#### Objective:
Which lines in the records below contain the word "blue"? Copy each of those lines in full, matching uppercase and lowercase exactly.

:: Listing ::

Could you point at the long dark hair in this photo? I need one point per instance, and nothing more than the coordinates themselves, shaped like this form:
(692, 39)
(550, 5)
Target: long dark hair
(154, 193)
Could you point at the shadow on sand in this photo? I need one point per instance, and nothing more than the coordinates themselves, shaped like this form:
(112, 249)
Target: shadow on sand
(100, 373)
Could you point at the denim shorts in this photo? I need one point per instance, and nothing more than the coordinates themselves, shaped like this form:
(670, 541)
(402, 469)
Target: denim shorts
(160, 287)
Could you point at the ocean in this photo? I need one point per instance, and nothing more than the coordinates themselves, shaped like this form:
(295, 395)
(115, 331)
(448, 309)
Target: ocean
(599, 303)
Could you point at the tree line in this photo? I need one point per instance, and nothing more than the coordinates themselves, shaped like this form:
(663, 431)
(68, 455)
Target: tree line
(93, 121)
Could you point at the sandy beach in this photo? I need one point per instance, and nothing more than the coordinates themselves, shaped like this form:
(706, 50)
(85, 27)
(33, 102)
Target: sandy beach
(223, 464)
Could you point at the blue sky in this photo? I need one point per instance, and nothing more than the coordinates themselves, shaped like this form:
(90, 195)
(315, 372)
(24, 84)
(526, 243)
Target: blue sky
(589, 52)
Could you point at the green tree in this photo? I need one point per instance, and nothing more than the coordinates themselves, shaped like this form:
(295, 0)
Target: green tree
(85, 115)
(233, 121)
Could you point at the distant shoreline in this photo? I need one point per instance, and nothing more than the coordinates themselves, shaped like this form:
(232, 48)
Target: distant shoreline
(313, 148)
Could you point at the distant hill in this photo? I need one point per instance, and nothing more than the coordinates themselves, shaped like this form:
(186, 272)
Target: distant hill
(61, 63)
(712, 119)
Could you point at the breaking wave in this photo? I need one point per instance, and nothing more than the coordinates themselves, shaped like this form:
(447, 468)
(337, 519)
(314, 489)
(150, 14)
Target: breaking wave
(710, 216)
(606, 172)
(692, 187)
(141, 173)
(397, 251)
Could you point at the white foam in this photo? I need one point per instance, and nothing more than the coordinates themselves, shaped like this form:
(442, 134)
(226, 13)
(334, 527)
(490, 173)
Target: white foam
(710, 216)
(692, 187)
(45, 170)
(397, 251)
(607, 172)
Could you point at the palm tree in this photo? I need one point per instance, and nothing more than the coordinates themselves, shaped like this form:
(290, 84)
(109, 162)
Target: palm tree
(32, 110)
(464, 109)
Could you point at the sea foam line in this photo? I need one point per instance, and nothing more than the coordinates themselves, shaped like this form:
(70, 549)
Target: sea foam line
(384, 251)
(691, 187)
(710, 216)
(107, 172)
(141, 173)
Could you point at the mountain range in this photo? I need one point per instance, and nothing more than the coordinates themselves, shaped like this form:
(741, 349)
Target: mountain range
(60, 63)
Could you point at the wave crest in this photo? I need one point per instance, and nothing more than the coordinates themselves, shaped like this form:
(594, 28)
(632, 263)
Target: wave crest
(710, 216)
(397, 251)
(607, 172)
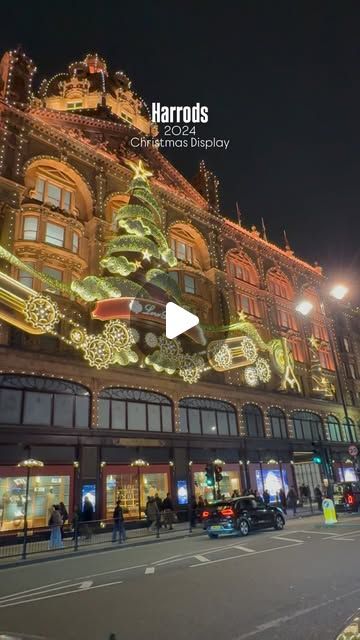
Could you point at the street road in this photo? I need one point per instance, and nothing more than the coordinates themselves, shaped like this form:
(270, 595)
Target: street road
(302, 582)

:::
:: Listing ::

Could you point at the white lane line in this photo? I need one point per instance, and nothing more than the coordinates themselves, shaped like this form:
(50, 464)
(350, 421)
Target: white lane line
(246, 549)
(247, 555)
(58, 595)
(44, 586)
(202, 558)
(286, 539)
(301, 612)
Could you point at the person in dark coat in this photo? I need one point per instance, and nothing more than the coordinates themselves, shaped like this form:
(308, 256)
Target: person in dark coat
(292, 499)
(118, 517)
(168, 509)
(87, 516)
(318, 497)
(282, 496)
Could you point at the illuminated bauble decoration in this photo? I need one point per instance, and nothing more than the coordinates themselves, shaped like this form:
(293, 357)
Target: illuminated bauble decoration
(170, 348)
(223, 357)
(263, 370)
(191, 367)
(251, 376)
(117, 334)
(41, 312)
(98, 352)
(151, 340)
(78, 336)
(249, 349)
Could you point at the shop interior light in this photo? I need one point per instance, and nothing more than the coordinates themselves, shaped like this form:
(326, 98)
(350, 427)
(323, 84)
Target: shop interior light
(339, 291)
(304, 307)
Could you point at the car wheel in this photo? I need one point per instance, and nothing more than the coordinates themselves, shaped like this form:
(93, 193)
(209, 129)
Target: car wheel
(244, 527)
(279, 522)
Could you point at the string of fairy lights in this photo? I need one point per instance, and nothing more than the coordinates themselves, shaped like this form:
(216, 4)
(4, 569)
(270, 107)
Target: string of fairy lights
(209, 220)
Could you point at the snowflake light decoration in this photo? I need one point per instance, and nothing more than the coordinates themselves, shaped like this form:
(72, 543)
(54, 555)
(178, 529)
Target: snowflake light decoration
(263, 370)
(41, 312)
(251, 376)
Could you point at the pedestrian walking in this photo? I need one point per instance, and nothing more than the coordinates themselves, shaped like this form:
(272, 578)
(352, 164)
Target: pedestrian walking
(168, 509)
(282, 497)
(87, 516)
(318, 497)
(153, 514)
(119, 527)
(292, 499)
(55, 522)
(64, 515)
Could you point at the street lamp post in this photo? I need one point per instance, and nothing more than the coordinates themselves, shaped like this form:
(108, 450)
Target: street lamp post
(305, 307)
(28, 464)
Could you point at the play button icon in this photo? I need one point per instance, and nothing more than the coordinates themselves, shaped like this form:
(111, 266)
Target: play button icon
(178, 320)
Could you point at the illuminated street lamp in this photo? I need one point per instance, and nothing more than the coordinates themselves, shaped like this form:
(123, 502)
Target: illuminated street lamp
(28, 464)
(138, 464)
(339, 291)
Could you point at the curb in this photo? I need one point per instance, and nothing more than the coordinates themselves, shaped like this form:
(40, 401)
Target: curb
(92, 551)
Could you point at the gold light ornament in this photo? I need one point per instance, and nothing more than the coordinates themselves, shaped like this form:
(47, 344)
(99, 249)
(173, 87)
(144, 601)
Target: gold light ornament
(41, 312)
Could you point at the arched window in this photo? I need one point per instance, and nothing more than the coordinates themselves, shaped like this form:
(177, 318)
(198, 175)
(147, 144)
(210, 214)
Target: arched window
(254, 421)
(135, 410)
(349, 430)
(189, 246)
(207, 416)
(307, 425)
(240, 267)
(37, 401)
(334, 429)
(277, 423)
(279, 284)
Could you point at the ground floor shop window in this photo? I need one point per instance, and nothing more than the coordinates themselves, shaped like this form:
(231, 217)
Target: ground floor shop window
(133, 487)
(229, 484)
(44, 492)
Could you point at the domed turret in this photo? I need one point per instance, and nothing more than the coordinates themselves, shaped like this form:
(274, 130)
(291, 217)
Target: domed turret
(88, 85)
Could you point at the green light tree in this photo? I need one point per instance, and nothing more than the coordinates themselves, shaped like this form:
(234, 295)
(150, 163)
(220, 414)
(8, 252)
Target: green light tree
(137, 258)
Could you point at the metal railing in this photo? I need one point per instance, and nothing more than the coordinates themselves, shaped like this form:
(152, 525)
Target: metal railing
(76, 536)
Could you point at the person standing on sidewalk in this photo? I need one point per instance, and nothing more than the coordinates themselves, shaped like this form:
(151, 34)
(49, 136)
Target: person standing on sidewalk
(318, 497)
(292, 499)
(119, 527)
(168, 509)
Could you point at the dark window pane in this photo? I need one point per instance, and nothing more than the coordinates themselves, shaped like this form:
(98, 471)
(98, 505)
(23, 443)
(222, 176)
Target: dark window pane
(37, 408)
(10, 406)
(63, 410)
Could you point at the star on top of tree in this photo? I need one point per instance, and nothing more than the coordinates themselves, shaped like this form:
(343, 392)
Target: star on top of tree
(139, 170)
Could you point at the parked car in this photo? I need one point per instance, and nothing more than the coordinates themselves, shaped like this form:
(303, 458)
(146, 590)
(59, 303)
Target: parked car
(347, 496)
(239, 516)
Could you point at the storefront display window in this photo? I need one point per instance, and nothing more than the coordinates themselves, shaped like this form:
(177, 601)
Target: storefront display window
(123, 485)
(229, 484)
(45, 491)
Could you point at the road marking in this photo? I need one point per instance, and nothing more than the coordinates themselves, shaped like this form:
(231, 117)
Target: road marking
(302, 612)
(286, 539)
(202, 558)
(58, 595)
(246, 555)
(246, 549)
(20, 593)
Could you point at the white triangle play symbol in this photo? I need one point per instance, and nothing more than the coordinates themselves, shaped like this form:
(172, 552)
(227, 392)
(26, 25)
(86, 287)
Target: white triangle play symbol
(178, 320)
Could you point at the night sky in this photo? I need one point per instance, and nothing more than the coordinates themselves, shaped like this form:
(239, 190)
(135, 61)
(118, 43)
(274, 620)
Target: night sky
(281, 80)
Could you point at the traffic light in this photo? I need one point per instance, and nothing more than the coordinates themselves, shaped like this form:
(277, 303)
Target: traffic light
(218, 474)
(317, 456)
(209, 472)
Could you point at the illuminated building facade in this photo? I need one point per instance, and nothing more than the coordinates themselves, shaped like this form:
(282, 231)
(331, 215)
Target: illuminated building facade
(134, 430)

:::
:: Listing ::

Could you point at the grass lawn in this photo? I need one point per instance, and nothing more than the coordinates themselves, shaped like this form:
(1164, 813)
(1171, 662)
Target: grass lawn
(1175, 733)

:::

#### Final result:
Could you point at the blue sky in this photo? I need one point per instance, and nothing more than the coordinates themselves, shaped like this form:
Target: blue sky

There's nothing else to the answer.